## What is expected
Gather every line in the material below that contains the word "style", and copy each one out in full.
+---+
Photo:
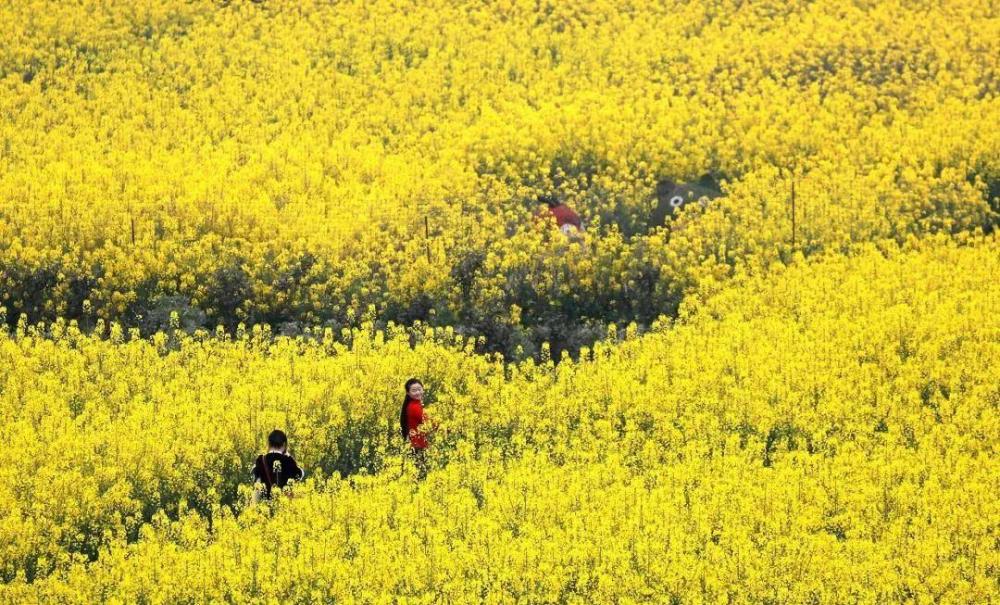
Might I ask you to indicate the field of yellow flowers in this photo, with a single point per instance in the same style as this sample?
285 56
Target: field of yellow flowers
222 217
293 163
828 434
+---+
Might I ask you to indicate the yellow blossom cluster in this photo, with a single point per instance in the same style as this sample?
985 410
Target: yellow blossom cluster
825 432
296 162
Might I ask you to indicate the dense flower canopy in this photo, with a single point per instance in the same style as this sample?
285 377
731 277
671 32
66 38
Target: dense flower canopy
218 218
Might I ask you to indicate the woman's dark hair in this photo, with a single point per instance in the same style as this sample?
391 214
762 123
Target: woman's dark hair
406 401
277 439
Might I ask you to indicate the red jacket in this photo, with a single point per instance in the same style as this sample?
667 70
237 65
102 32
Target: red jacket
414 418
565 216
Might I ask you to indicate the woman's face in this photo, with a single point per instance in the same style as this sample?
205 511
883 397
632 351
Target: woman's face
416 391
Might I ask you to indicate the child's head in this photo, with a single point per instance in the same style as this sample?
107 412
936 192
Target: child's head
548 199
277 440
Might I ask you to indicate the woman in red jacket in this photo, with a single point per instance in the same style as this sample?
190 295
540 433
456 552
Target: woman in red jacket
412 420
+---+
## The result
Might I ask you to indicate the field of yellow flowers in this photo, with a single point per instance in the same style as this sample?
Might I ask you to indicate the yellow blossom cluster in this photo, with a single point per instance in the same style as this sample?
Might I ask you to indicate the dense flower canopy in this photo, with a single point per instance in the same style as this sample?
Might I ask you to indicate the woman's dark hair in this photo, with a single point per instance in the same style as this sample?
Might I ask you to indicate the red jacket in this photo, with a single point per instance in the same style as this sample?
Might I ask you to indicate the woman's face in this photo, with a single point per instance in the same style as this sample?
Might I ask you to indicate the child's head in this photo, with a single point per instance in the same style as this sample?
Might I ask you to indicate the woman in red jacket in this photo, with a single point per instance in the same style as this sample?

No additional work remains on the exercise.